- _Problem to solve_:
Set every entry down again, unchanged, picture-free.

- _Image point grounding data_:
---

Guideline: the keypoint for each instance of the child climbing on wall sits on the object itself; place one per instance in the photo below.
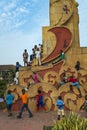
(9, 101)
(60, 105)
(40, 103)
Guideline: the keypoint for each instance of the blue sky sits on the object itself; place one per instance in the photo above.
(21, 26)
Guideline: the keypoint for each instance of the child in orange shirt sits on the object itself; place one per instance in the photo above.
(40, 103)
(24, 105)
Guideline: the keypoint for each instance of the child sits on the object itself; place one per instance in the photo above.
(9, 100)
(24, 105)
(35, 77)
(60, 105)
(40, 102)
(85, 105)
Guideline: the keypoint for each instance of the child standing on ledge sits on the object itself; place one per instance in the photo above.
(60, 105)
(24, 105)
(40, 103)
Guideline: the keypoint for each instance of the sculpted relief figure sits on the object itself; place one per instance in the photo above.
(60, 11)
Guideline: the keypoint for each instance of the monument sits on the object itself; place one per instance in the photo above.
(61, 34)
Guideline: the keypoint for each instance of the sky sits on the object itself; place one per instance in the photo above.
(21, 25)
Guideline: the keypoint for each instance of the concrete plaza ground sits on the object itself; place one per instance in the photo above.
(25, 123)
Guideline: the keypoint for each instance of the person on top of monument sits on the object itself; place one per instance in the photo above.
(62, 56)
(25, 57)
(77, 66)
(38, 57)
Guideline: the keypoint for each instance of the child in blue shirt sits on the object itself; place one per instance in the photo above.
(60, 105)
(9, 101)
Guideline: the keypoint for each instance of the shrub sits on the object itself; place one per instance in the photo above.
(71, 122)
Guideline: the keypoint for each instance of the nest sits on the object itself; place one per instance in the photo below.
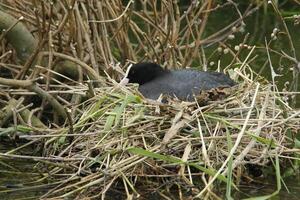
(117, 135)
(96, 138)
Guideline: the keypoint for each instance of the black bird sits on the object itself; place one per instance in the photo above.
(153, 81)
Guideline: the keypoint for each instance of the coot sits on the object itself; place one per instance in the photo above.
(153, 81)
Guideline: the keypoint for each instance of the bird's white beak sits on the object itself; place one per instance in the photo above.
(124, 81)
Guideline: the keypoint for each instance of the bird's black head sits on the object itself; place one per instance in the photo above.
(144, 72)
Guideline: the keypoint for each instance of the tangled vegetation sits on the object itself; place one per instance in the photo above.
(59, 71)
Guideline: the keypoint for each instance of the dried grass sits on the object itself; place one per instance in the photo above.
(115, 137)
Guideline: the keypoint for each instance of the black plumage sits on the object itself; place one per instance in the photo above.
(183, 84)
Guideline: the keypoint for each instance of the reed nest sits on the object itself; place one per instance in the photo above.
(95, 137)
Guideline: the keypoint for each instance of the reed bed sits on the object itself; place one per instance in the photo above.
(95, 138)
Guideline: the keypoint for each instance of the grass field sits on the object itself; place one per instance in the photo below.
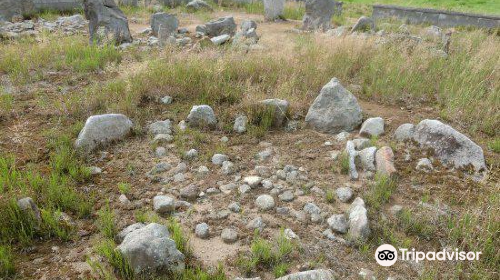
(474, 6)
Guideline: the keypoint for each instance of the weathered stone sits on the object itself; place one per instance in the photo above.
(240, 124)
(265, 202)
(338, 223)
(106, 22)
(218, 159)
(404, 132)
(101, 130)
(160, 127)
(366, 159)
(163, 204)
(319, 274)
(334, 110)
(318, 14)
(359, 228)
(221, 26)
(363, 24)
(384, 159)
(450, 146)
(202, 116)
(168, 22)
(344, 194)
(202, 231)
(229, 235)
(121, 235)
(150, 248)
(273, 9)
(372, 127)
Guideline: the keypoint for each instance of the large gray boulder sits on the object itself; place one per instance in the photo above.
(149, 249)
(101, 130)
(221, 26)
(11, 8)
(202, 116)
(273, 9)
(318, 14)
(107, 23)
(168, 23)
(318, 274)
(449, 146)
(334, 110)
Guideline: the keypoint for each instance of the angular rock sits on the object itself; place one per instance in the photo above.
(202, 231)
(384, 159)
(372, 127)
(366, 159)
(240, 124)
(121, 235)
(150, 248)
(190, 192)
(404, 132)
(106, 22)
(450, 146)
(221, 39)
(163, 204)
(218, 159)
(101, 130)
(168, 22)
(221, 26)
(202, 116)
(318, 14)
(160, 127)
(265, 202)
(359, 227)
(273, 9)
(334, 110)
(344, 194)
(229, 235)
(319, 274)
(363, 24)
(338, 223)
(28, 206)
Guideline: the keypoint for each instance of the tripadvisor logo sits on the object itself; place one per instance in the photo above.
(387, 255)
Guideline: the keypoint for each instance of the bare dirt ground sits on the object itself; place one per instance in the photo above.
(130, 160)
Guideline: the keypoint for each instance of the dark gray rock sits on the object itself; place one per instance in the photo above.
(334, 110)
(107, 23)
(318, 14)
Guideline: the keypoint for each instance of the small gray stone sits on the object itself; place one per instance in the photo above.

---

- _Solution to this task_:
Guideline: the keypoint for each instance of the child climbing on wall sits on the object itself; place one per instance in the photo below.
(9, 101)
(60, 105)
(40, 103)
Guideline: the keypoint for each instance of the blue sky sits on the object itself; place one per instance in the photo above.
(21, 26)
Guideline: the keypoint for each instance of the child in orange shirt sits on the object itself; place one per instance in the photo above.
(40, 103)
(24, 105)
Guideline: the keypoint for each instance of the child sits on the object itself; place one per instance in the photo above.
(9, 100)
(24, 105)
(35, 77)
(60, 105)
(40, 102)
(85, 105)
Guideline: the keypoint for each instance of the child standing on ledge sits on the object itself; place one per instance in the photo above.
(60, 105)
(24, 105)
(40, 103)
Guideline: the keypoint for each instance of the sculpted relief figure sits on the object itself; place one per instance in the photo above.
(60, 11)
Guideline: the keypoint for each instance of the monument sits on the object itself; place one per instance in the photo above.
(61, 34)
Guideline: the keypoint for each instance of the sky sits on the object itself; place one per instance in the photo above.
(21, 25)
Guideline: the keypoint for each instance of the concrete plaza ground sits on the object itself; place one per instance in the photo above.
(25, 123)
Guideline: the keypoint for each instance of the person on top of monument sits on the object itself; place one per instance in the photo above.
(62, 56)
(25, 57)
(77, 66)
(38, 57)
Guideline: the keypoint for each instance of the child in blue shirt sits on the object itself; place one per instance in the photo above.
(60, 105)
(9, 101)
Guideline: the keypoint for each instance of the shrub sits on the object itself; place one per instance in the photo above.
(71, 122)
Guideline: the keypoint for each instance of the nest sits on the object itself; place one per instance in the photo below.
(117, 135)
(96, 138)
Guideline: the keypoint for each instance of the black bird sits on the object itself; place one per instance in the photo above.
(153, 81)
Guideline: the keypoint for each instance of the coot sits on the object itself; place one per instance in the photo above.
(153, 81)
Guideline: the keypoint for each instance of the bird's white beak sits on the object itself; place one per instance in the photo above.
(124, 81)
Guideline: the keypoint for each instance of the bird's black head sits on the object itself; place one per instance in the photo above.
(144, 72)
Guideline: the keypoint for each instance of the tangled vegetation sits on the object itself; place one per instance in the photo above.
(59, 71)
Guideline: the keypoint for each instance of the dried grass sits on the object itself; place one per instance in the photo above.
(115, 137)
Guideline: the keypoint for each instance of the black plumage sits on the object itself; place one per instance in the photo above.
(183, 84)
Guideline: the keypoint for each instance of the reed nest sits on the object itself; place one per instance in the photo above.
(95, 137)
Guideline: the keypoint for each instance of the reed bed sits on the object itself; place one per instance in the photo above.
(95, 138)
Guideline: the keypoint for each instance of the grass field sits on the object itself; place one per instance in the photo below.
(474, 6)
Guideline: the keypoint for each instance of the weathered stone sits on the object itself; place one per instance in the photo above.
(240, 124)
(265, 202)
(338, 223)
(106, 22)
(218, 159)
(404, 132)
(101, 130)
(160, 127)
(366, 159)
(163, 204)
(319, 274)
(334, 110)
(318, 14)
(359, 228)
(221, 26)
(363, 24)
(384, 159)
(450, 146)
(202, 116)
(168, 22)
(344, 194)
(202, 231)
(229, 235)
(121, 235)
(150, 248)
(273, 9)
(372, 127)
Guideline: the keypoint for each instance of the large gray boulder sits on the object itself; place one per instance in the photo above.
(149, 249)
(101, 130)
(221, 26)
(11, 8)
(202, 116)
(273, 9)
(318, 14)
(107, 23)
(168, 23)
(318, 274)
(449, 146)
(334, 110)
Guideline: the keypoint for each instance of the angular rock sits on the object itself; place one per instance in the photo above.
(202, 231)
(384, 159)
(372, 127)
(366, 159)
(240, 124)
(121, 235)
(150, 248)
(190, 192)
(404, 132)
(106, 22)
(450, 146)
(221, 39)
(163, 204)
(218, 159)
(101, 130)
(168, 22)
(221, 26)
(202, 116)
(318, 14)
(160, 127)
(265, 202)
(359, 227)
(273, 9)
(334, 110)
(344, 194)
(229, 235)
(319, 274)
(363, 24)
(338, 223)
(28, 206)
Guideline: the keypoint for each instance of the tripadvisor logo sits on the object itself; place one per instance in the photo above.
(387, 255)
Guideline: the keypoint for each instance of the bare dirt ground sits on the object itself; place one per instance in the photo above.
(130, 160)
Guideline: the keypoint for each instance of the dark gray rock sits on the object itself; place one per instance in the photo above.
(334, 110)
(107, 23)
(318, 14)
Guideline: the keypoint for each instance of the small gray stone sits on the object itself; place one per instance in the photo above.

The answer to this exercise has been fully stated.